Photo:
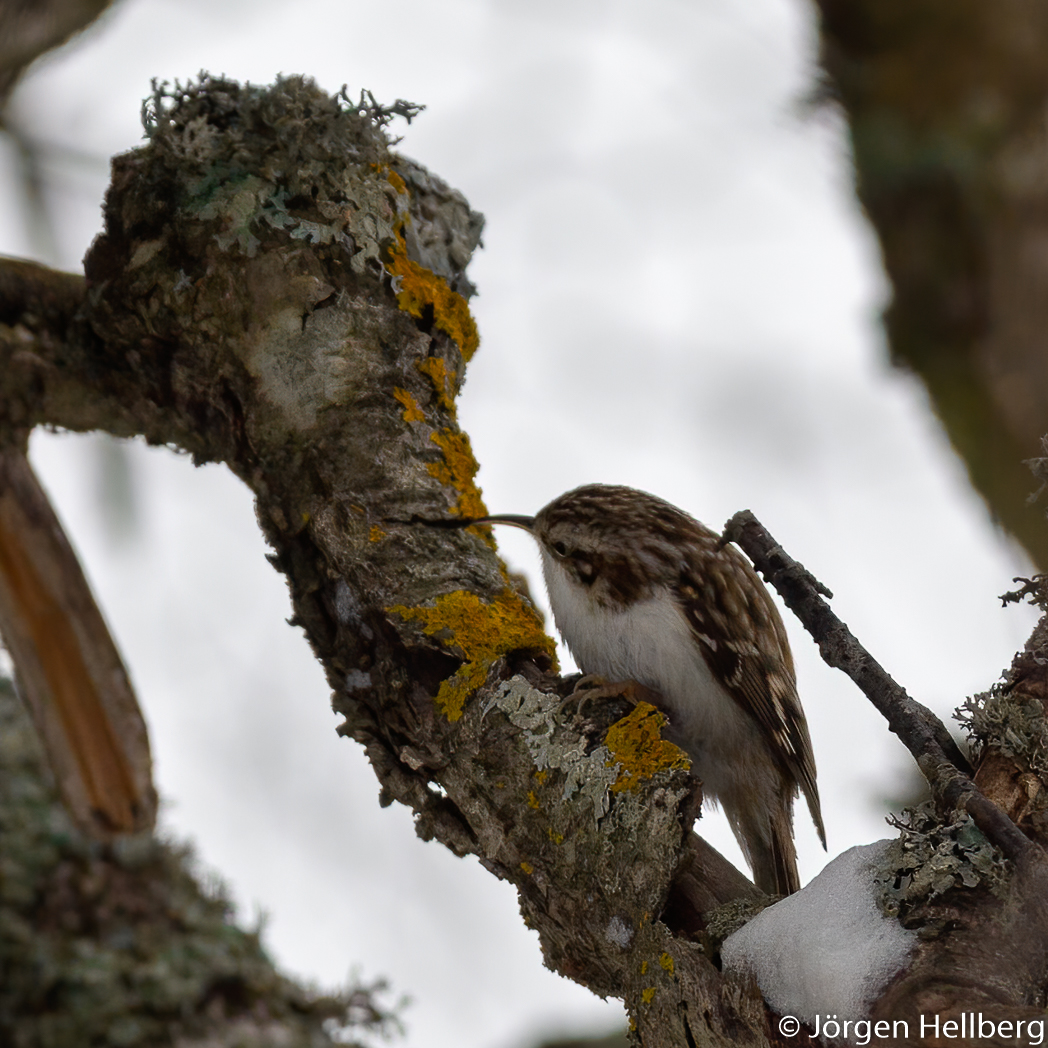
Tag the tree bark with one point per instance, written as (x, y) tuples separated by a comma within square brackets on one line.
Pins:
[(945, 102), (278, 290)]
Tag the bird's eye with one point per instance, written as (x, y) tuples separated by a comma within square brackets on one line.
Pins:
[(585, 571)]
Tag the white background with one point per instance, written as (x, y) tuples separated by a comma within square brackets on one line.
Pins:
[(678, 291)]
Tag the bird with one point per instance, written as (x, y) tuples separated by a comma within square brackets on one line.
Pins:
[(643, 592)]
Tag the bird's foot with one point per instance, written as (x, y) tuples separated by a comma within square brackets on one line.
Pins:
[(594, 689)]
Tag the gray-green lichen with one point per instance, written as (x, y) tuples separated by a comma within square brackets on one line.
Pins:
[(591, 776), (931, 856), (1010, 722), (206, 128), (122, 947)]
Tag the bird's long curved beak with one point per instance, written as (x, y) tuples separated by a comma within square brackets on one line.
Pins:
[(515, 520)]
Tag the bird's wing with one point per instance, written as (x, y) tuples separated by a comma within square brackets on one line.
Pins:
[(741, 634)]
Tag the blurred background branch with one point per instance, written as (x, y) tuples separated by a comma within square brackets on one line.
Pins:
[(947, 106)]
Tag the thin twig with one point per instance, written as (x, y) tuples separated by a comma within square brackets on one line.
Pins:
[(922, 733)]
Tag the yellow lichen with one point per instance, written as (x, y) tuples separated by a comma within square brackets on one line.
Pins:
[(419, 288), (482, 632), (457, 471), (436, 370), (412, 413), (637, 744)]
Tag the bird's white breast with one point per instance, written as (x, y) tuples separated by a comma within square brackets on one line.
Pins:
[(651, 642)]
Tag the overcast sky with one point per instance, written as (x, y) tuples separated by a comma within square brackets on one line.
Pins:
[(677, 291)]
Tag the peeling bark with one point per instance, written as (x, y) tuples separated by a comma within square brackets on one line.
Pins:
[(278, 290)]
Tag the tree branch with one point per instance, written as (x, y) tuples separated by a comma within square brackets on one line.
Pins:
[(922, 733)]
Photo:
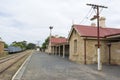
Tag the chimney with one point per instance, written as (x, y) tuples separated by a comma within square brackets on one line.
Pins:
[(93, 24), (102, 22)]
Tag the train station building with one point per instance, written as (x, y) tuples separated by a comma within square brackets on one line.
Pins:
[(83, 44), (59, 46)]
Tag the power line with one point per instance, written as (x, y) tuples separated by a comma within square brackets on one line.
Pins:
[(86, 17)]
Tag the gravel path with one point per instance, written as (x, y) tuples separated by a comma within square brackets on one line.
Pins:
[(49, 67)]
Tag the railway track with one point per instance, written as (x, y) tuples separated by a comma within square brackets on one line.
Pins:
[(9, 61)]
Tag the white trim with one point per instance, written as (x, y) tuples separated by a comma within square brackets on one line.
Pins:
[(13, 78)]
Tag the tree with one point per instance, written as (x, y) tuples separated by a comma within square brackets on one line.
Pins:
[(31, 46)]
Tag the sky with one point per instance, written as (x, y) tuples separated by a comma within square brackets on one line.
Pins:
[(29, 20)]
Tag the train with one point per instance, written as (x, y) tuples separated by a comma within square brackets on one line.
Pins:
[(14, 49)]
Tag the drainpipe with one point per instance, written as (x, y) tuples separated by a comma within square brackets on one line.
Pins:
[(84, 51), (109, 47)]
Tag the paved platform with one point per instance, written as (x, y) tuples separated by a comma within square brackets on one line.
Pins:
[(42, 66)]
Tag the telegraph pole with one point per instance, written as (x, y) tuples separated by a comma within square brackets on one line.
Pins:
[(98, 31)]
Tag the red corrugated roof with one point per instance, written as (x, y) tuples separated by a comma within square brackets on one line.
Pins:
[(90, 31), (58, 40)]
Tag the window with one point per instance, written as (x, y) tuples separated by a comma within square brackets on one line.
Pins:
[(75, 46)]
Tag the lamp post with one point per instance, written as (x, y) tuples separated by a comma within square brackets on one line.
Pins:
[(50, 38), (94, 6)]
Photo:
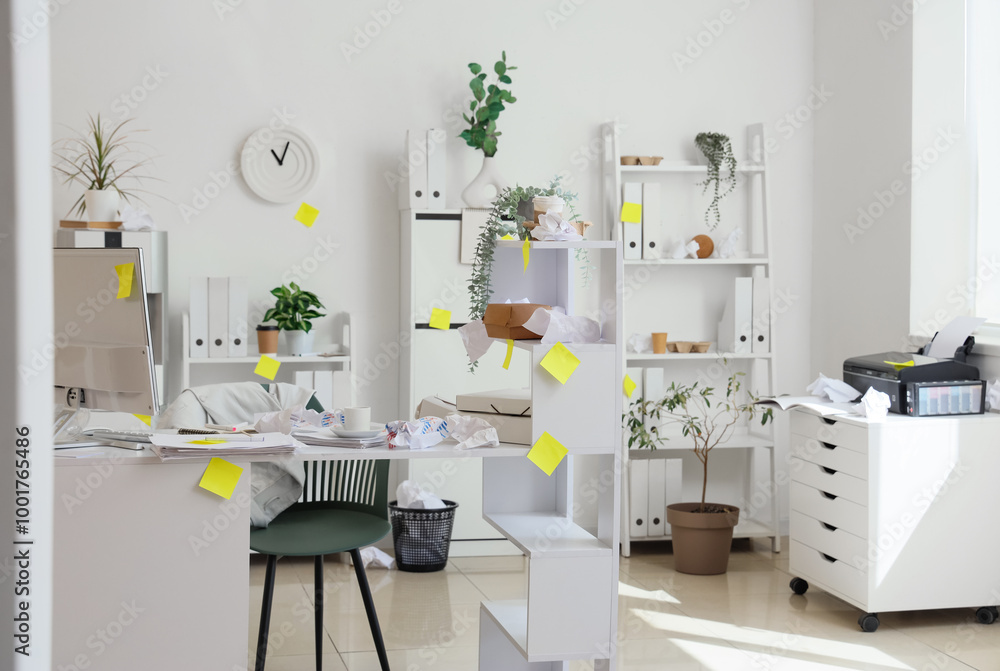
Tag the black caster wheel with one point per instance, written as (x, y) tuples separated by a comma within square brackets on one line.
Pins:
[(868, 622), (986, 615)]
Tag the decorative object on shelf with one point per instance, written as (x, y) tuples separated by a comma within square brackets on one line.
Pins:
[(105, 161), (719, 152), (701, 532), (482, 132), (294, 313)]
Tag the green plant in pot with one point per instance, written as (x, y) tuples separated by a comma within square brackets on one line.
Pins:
━━━━━━━━
» **Problem to solve**:
Repeat the stretch of material from its start through the line containing "[(945, 102), (278, 290)]", switching "tree bark" to "tree trunk" and keeping everything else unchanged. Leave the pictures out of your answer.

» **Reply**:
Photo:
Tag the tree trunk with one point per instance, written as (x, y) tuples separated by a comma within square brackets on one line.
Pins:
[(945, 102), (278, 290)]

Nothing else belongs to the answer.